# [Lo que harás]
Escala las coordenadas x e y de las respuestas entre la línea que contiene "point: pine tree" y el final del listado, ambas inclusive: reescribe todas esas líneas completas, multiplicando cada coordenada por 1,6 y redondeándola al entero más cercano (las mitades, hacia arriba).

# [Listado proporcionado]
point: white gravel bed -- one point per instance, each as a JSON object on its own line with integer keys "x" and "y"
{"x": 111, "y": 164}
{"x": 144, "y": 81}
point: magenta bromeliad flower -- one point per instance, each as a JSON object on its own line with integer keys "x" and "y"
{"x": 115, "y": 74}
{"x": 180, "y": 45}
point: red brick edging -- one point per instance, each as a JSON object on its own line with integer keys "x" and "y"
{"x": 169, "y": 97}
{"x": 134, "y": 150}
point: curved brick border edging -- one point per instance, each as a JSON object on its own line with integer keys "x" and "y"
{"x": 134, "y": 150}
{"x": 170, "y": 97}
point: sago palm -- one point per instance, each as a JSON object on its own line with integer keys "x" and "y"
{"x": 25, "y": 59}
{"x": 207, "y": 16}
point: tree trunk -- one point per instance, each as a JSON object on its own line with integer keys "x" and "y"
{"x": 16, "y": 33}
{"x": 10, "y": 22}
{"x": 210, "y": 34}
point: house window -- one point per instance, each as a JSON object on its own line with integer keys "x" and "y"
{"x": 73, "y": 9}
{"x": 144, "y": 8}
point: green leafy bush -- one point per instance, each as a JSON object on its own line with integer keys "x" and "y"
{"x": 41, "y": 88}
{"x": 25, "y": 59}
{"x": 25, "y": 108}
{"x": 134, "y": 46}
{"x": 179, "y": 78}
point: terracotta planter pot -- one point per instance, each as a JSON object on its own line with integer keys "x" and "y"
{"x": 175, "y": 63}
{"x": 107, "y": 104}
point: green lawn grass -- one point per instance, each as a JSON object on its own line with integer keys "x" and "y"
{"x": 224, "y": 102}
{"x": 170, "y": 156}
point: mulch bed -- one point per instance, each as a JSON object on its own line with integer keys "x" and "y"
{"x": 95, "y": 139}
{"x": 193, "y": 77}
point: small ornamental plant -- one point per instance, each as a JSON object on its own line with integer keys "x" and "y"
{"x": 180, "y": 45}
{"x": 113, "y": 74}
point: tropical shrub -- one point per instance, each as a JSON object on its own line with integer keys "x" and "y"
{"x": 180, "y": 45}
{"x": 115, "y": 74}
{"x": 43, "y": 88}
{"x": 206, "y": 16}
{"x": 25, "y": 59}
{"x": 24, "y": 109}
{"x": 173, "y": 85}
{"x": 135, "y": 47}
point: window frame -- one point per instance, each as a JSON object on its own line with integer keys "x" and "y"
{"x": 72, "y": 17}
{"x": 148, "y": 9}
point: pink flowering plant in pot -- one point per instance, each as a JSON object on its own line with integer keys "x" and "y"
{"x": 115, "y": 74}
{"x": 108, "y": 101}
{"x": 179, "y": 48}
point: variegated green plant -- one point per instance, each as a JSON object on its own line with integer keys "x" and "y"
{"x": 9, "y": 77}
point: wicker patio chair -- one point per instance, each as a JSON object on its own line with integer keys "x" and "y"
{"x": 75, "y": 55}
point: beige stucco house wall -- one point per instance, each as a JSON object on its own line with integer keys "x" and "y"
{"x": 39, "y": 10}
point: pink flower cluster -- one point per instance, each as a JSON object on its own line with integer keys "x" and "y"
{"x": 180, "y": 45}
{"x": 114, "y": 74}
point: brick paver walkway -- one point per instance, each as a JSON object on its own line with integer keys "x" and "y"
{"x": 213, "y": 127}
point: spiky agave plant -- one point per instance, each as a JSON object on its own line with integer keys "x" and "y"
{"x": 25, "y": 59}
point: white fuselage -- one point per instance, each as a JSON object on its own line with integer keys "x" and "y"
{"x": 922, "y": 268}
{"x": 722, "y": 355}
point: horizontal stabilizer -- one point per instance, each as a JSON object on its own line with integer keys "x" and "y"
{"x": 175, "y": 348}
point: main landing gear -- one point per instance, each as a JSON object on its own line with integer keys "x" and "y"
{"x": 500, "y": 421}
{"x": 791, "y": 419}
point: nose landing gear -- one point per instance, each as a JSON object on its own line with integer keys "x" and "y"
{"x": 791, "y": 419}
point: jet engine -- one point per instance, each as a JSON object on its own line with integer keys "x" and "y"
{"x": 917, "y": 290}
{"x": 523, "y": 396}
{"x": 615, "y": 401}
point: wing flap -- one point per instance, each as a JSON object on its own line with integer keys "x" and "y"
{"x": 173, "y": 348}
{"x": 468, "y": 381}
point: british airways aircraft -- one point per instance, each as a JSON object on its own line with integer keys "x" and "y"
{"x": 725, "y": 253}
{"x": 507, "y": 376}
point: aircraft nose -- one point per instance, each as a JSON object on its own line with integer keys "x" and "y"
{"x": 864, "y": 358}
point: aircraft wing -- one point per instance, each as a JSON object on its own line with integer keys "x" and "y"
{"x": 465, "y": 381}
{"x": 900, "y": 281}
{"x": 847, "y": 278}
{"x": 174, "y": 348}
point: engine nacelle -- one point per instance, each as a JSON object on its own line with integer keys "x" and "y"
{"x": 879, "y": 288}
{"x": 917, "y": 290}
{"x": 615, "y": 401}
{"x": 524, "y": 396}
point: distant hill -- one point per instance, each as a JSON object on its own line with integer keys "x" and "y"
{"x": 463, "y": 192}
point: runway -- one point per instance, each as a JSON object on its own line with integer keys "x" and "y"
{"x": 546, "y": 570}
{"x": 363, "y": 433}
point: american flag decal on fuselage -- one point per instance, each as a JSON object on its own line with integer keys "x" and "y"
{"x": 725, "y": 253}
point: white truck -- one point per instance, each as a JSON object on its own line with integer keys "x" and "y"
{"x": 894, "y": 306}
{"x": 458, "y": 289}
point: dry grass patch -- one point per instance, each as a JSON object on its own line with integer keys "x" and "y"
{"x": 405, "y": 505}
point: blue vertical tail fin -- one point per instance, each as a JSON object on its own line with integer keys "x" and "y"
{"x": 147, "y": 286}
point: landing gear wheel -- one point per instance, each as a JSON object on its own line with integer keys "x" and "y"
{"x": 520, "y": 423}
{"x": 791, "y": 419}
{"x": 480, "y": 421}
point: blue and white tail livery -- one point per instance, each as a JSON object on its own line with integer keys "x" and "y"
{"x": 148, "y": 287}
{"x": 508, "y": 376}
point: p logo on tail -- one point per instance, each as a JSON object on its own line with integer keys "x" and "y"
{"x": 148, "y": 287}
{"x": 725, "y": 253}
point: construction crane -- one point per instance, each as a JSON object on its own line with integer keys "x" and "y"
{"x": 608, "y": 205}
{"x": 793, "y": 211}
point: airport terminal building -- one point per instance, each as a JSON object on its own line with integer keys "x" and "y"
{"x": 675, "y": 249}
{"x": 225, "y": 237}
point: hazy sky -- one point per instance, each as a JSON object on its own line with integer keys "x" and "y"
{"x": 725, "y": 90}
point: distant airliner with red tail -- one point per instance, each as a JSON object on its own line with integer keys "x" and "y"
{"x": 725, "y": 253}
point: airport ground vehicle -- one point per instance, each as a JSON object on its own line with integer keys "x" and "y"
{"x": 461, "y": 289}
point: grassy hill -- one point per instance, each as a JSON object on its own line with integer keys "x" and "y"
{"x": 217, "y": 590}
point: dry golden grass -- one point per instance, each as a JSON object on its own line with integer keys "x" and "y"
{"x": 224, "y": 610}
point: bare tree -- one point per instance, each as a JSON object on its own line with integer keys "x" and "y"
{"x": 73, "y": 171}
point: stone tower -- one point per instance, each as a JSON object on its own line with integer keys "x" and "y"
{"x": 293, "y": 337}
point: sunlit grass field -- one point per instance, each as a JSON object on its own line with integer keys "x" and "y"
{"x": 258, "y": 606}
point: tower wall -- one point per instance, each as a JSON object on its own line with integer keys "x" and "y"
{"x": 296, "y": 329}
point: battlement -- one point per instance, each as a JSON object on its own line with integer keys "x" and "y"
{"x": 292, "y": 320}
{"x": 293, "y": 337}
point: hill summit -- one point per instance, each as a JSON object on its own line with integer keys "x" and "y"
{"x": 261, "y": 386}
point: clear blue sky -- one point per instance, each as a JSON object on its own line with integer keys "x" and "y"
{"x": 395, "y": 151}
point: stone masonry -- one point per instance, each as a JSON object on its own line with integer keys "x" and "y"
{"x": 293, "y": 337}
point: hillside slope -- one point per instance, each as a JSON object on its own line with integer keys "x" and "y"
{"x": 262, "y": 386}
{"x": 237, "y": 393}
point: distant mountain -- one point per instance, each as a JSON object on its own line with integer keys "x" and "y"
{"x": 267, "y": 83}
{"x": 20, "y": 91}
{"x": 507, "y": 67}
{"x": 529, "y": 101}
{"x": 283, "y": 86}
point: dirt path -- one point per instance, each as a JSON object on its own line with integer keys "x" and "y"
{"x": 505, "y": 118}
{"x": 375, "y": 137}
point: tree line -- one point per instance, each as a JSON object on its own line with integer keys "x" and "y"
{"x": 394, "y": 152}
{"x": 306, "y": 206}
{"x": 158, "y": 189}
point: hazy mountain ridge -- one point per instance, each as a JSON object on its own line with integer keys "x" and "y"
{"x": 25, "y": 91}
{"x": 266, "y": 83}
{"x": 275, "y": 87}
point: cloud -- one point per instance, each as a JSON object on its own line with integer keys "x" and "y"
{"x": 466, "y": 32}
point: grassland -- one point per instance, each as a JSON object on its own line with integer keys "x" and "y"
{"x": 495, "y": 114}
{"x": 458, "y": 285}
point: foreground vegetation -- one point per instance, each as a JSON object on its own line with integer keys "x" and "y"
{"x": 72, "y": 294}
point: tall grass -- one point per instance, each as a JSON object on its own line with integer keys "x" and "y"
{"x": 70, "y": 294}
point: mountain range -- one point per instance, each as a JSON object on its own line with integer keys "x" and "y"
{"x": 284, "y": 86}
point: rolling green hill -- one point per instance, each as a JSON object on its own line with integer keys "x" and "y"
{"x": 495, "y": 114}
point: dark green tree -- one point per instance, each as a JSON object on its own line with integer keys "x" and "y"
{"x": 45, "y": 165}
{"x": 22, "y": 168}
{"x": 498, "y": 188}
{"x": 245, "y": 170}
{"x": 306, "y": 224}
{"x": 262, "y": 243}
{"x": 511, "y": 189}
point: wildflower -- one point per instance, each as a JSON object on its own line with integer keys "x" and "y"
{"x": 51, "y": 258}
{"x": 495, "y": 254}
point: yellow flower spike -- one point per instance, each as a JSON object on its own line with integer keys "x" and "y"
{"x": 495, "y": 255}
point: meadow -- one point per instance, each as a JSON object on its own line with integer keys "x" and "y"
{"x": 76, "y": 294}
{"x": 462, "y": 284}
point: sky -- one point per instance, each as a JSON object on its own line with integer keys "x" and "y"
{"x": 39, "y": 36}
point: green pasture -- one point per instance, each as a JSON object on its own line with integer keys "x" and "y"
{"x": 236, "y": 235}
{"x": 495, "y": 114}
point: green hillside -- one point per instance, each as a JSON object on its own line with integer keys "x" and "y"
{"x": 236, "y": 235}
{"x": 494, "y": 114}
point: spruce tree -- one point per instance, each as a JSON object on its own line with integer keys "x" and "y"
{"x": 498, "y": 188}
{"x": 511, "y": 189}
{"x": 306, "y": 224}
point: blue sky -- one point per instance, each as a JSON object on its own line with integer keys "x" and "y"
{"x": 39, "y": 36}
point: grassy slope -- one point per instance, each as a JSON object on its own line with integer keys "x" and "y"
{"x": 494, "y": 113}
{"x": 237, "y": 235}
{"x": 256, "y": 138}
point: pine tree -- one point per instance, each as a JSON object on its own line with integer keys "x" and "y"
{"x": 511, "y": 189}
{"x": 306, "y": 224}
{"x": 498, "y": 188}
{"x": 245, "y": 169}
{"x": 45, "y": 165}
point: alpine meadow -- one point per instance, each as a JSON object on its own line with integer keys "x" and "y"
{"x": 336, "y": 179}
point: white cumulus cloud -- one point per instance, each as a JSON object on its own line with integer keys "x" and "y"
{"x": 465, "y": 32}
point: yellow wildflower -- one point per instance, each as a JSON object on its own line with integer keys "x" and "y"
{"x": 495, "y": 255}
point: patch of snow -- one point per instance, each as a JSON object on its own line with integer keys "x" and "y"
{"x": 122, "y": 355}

# [Solución]
point: pine tree -- one point per instance, each as a JSON object on its own line with integer keys "x" and "y"
{"x": 818, "y": 302}
{"x": 490, "y": 358}
{"x": 797, "y": 301}
{"x": 392, "y": 270}
{"x": 72, "y": 264}
point: alpine meadow -- one point per instance, each as a JSON object on its own line with integer keys "x" and "y"
{"x": 538, "y": 286}
point: white cumulus cloud -- one point per instance, each as a JSON object on its own line with integer keys "x" and "y"
{"x": 744, "y": 51}
point: yellow wildflower -- one point per instance, each as a JSON object on its own line with integer keys "x" and "y"
{"x": 792, "y": 408}
point: patch of snow -- one point per instance, each as a JSON object on its own line with integer keys "x" and "y"
{"x": 195, "y": 568}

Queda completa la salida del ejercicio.